TASK PROMPT => Render each line of the entries, from the very first line through the line holding "box: [360, 369, 381, 385]" inclusive, as one string in a JSON list, skipping any blank lines.

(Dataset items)
§

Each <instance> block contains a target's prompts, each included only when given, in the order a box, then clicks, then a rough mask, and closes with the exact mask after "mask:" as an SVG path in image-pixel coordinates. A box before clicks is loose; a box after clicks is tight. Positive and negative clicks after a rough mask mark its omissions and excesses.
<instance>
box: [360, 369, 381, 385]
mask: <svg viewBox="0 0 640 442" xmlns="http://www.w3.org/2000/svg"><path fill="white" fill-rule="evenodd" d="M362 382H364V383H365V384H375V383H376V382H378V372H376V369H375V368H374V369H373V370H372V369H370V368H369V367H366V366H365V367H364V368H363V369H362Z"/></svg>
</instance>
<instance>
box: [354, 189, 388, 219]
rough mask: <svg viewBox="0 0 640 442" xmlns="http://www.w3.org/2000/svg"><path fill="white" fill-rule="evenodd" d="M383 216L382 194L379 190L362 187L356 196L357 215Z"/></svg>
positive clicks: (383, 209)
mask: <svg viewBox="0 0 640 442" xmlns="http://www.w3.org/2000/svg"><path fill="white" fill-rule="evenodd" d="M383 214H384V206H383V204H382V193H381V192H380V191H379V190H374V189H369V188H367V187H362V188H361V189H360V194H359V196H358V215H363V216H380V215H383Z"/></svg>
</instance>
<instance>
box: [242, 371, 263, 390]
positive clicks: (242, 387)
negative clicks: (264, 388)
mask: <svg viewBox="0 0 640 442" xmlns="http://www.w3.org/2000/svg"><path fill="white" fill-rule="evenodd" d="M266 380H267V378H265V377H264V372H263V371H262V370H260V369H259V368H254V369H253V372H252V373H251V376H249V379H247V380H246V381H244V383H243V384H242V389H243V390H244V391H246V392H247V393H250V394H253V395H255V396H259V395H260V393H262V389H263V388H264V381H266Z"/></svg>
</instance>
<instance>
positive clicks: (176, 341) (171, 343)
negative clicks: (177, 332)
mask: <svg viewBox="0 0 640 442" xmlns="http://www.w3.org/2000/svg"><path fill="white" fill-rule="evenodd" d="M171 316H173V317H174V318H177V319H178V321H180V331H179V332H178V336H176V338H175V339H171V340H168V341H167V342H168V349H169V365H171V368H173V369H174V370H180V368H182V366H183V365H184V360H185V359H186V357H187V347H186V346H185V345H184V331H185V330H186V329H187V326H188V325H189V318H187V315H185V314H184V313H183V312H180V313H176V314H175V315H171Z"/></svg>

§

COMPLETED TASK =>
[
  "Each <instance> block contains a target's prompts, each included only when given, in the order a box, then clicks, then a rough mask, and closes with the exact mask after \"mask:\" as an SVG path in image-pixel coordinates. A box before clicks is loose; a box after clicks is tight. Positive and negative clicks after a rough mask mark its omissions and excesses.",
  "<instance>",
  "box: [360, 369, 381, 385]"
]